The available analyses show U.S. tariff (customs duty) receipts jumping sharply in 2024–2025, with widely reported figures of roughly $77 billion in FY2024 and about $195 billion in FY2025; earlier years show much lower totals (for example, $41 billion in 2018 and $71 billion in 2019). These headline numbers reflect a combination of new tariff measures, higher import values, and dispute-driven enforcement, but estimates differ across data series and several sources warn the FY2025 totals remain legally and statistically unsettled [1] [2] [3].

1. Bold claims on revenue spikes — what sources say and how they diverge

Multiple sources assert a pronounced surge in customs duties in 2025, with one reporting $195 billion collected in FY2025 and framing this as roughly a 150% increase over FY2024’s $77 billion [1]. Other contemporaneous reporting documents record-pace gross collections topping $100 billion for the first time in a fiscal year and gross nine-month tallies of about $113.3 billion [3]. A separate narrative describes tariff receipts since January 2025 reaching $122 billion by mid‑year, emphasizing that those mid‑year totals represent only a portion of annual flows and are sensitive to timing of payments and exemptions [4]. These differing snapshots reflect variation in measurement windows (full fiscal year vs. calendar or partial-year totals) and the difference between gross and net accounting of customs duties.

************

PROMPT 1 → List each distinct dollar amount mentioned in the text on U.S. tariff receipts, giving every amount only once.

************

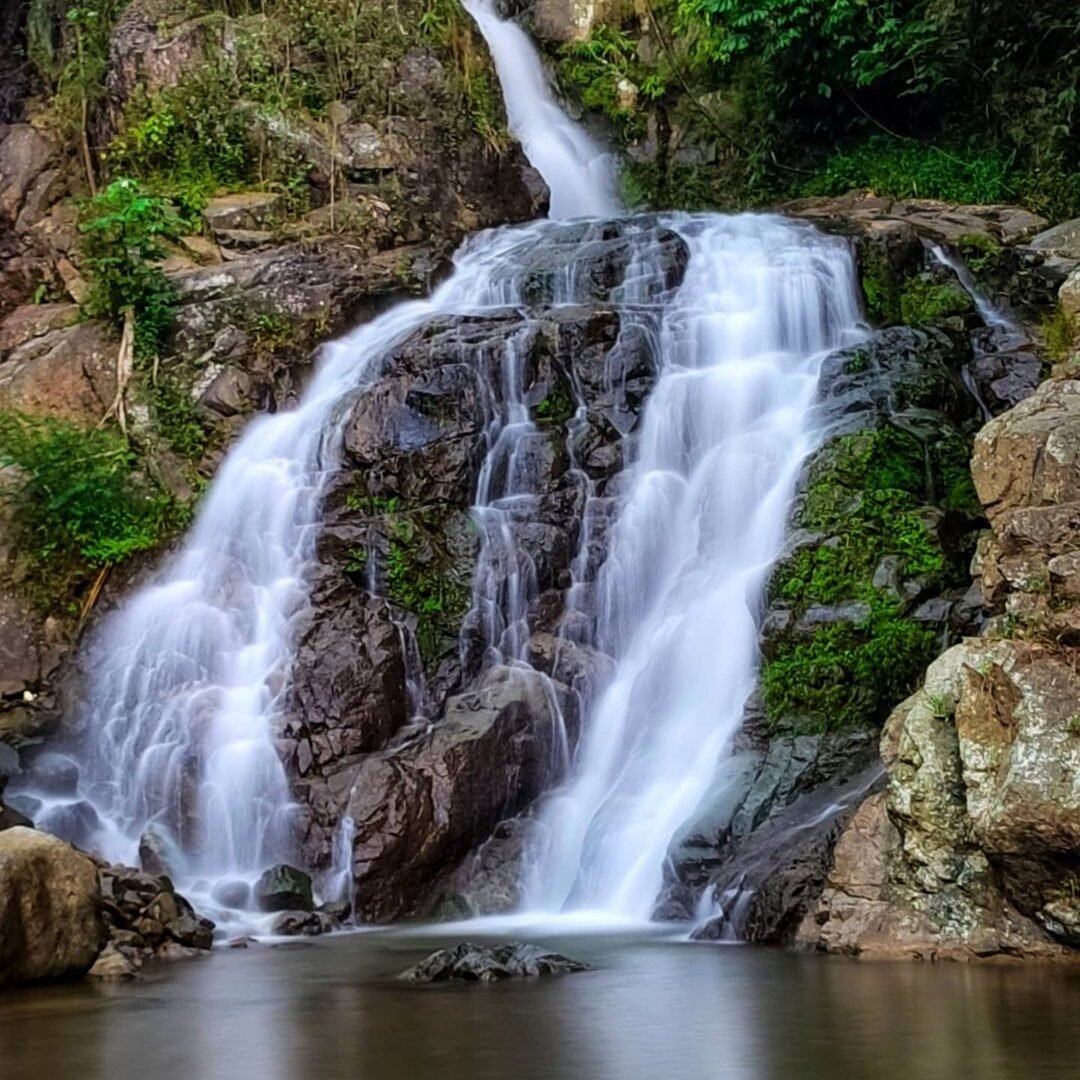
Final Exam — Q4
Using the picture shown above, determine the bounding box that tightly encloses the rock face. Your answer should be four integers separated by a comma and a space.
798, 380, 1080, 958
274, 222, 687, 921
0, 827, 105, 987
399, 942, 589, 983
347, 667, 558, 921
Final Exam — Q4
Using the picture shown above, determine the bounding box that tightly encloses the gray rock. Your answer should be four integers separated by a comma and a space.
270, 912, 336, 937
399, 942, 589, 983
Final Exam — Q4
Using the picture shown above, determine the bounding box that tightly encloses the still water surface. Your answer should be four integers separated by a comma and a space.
0, 933, 1080, 1080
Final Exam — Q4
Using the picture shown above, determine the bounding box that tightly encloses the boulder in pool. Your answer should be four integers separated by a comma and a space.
399, 942, 589, 983
255, 865, 315, 912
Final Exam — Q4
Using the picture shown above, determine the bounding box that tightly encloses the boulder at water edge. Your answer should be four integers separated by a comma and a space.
0, 827, 105, 987
399, 942, 589, 983
255, 865, 315, 912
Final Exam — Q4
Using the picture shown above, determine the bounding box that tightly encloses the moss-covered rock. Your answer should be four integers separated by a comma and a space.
761, 328, 980, 731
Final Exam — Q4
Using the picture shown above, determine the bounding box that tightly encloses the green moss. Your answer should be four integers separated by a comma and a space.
384, 513, 472, 663
900, 278, 974, 326
802, 135, 1012, 203
956, 232, 1004, 275
1042, 305, 1080, 364
532, 381, 577, 428
761, 591, 939, 733
555, 26, 667, 138
150, 376, 206, 463
761, 427, 977, 731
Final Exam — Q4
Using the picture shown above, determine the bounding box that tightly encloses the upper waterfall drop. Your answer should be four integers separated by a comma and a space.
462, 0, 623, 220
518, 215, 861, 920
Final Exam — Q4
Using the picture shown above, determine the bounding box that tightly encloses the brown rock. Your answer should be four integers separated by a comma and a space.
0, 303, 79, 355
0, 322, 118, 424
0, 124, 56, 224
348, 667, 556, 921
971, 379, 1080, 524
0, 828, 105, 986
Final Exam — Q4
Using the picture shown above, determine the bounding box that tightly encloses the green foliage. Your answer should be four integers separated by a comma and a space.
0, 413, 175, 594
956, 232, 1004, 276
384, 513, 471, 661
26, 0, 129, 137
79, 178, 177, 359
802, 134, 1014, 203
107, 60, 257, 204
650, 0, 1080, 217
1042, 305, 1080, 364
900, 278, 974, 326
761, 428, 978, 731
556, 26, 667, 137
534, 382, 577, 427
761, 591, 939, 733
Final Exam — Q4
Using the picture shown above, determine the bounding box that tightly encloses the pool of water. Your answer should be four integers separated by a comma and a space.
0, 931, 1080, 1080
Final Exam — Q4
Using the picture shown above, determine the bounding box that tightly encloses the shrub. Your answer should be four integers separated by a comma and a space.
0, 413, 177, 595
79, 178, 178, 359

************

PROMPT 2 → Show every line of the records that contains the word "boulder".

TASK SOLUTION 1 → $77 billion, $195 billion, $41 billion, $71 billion, $100 billion, $113.3 billion, $122 billion

TASK SOLUTION 2 →
Using the picture shown above, determine the bounding box that tightly encloses the boulder in pool. Your answer should be four integers separated by a comma and a space.
Using the picture shown above, determine the bounding box that tightly encloses the boulder at water edge. Your answer should be four integers separated by a comma and a space.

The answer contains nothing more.